PROBLEM REQUIREMENTS: Starting with the first line of the records, write out each line exactly until you have included the line containing "Target: portuguese flag".

SOURCE MATERIAL:
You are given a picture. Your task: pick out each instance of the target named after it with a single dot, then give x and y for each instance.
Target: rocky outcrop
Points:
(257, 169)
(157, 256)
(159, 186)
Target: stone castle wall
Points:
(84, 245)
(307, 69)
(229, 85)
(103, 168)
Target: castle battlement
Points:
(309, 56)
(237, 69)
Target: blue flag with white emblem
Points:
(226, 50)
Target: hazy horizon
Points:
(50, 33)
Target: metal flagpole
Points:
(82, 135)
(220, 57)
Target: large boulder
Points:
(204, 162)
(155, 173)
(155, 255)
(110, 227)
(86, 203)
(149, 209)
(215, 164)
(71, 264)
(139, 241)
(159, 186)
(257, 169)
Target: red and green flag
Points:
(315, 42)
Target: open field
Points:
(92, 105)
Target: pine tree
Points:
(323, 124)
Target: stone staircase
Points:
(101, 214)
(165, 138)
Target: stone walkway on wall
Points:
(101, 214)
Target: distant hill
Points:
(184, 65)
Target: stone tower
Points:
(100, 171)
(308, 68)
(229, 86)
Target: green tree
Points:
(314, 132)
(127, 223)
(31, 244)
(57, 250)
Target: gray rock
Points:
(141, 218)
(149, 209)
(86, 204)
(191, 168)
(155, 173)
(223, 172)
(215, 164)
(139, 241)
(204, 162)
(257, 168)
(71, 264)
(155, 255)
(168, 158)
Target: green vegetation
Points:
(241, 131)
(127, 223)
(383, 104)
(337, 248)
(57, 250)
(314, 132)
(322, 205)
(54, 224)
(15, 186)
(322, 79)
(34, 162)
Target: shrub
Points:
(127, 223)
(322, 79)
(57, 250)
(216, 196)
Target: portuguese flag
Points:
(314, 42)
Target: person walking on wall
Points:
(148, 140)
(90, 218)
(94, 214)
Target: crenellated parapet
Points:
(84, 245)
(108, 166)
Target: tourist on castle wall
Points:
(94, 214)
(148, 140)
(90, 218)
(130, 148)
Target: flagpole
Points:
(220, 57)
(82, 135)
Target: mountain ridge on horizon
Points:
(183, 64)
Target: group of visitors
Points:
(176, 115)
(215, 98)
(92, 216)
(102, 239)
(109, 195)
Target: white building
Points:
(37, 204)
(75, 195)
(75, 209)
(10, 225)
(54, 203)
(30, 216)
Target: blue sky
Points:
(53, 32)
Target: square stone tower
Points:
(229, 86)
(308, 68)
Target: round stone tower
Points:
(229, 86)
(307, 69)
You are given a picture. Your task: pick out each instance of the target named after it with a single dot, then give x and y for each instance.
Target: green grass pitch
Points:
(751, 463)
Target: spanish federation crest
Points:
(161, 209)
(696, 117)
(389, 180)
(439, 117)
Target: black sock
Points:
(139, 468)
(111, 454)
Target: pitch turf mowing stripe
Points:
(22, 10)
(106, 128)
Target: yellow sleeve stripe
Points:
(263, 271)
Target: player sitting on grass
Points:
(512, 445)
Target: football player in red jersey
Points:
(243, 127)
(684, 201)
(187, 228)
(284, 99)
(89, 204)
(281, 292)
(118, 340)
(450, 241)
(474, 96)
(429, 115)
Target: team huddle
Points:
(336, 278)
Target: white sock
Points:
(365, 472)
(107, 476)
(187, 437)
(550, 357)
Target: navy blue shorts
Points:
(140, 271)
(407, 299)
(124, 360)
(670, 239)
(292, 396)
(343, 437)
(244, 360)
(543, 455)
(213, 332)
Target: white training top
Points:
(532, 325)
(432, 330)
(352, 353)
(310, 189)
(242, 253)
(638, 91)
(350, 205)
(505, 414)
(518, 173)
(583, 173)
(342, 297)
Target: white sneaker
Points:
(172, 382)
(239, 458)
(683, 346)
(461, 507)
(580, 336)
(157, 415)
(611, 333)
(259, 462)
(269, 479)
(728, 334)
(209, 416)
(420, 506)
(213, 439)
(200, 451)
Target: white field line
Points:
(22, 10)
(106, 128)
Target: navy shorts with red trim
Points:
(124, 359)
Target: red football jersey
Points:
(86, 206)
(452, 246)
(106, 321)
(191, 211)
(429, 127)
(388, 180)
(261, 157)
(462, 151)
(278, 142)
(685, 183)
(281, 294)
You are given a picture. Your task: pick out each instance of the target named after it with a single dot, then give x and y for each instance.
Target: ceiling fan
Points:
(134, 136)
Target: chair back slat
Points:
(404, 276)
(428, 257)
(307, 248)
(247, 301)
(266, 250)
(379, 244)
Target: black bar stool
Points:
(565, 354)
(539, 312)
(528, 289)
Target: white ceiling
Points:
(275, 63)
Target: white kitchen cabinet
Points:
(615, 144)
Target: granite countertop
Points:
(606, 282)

SOLUTION TO THE PROBLEM:
You are given a picture. Your task: pick out each instance of the target named after it with a single dot, then give x and y for each instance.
Target: rocky outcrop
Points:
(257, 169)
(157, 256)
(159, 186)
Target: stone castle wall
Points:
(84, 245)
(307, 69)
(229, 85)
(103, 168)
Target: castle battlement
Points:
(309, 56)
(237, 69)
Target: blue flag with white emblem
Points:
(226, 50)
Target: hazy horizon
Points:
(50, 33)
Target: metal flagpole
Points:
(82, 135)
(220, 57)
Target: large boulder
Points:
(204, 162)
(155, 173)
(155, 255)
(110, 227)
(86, 203)
(149, 209)
(215, 164)
(71, 264)
(139, 241)
(159, 186)
(257, 169)
Target: red and green flag
Points:
(315, 42)
Target: open field
Points:
(92, 105)
Target: pine tree
Points:
(323, 124)
Target: stone staircase
Points:
(101, 214)
(165, 138)
Target: stone walkway on wall
Points:
(101, 214)
Target: distant hill
Points:
(184, 65)
Target: stone tower
Points:
(100, 171)
(308, 68)
(229, 86)
Target: green tree
Points:
(314, 132)
(127, 223)
(31, 244)
(57, 250)
Target: gray rock
Points:
(141, 218)
(149, 209)
(86, 204)
(191, 168)
(155, 173)
(223, 172)
(215, 164)
(139, 241)
(204, 162)
(257, 168)
(71, 264)
(155, 255)
(168, 158)
Target: green vegetation
Points:
(241, 131)
(127, 223)
(383, 104)
(337, 248)
(57, 250)
(314, 132)
(322, 205)
(54, 224)
(15, 186)
(322, 79)
(34, 162)
Target: shrub
Points:
(127, 223)
(322, 79)
(57, 250)
(216, 196)
Target: portuguese flag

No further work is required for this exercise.